## Available data:
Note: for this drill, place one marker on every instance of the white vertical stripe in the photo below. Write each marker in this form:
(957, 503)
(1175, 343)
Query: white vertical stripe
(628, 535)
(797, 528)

==

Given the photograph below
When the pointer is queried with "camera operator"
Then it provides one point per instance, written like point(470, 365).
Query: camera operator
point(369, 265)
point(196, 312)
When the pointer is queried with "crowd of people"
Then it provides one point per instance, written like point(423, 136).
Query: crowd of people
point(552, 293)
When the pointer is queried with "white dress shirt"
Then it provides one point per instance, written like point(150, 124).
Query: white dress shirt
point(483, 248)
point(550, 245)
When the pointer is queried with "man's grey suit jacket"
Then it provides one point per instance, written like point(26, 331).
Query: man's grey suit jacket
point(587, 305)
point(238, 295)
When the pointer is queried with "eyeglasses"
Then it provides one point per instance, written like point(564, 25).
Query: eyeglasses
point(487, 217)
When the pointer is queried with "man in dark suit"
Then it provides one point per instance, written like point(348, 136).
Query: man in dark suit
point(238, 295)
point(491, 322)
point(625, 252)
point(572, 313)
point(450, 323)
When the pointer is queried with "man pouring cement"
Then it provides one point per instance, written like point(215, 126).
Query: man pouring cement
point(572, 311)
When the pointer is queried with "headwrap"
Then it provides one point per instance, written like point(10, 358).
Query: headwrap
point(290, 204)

## Problem statement:
Scan the data for lines containing "below" and copy all of them.

## Output for this task:
Note: for this drill, place one marker on every instance of the white vertical stripe in the photo below. Write each marker in this form:
Given the photograph below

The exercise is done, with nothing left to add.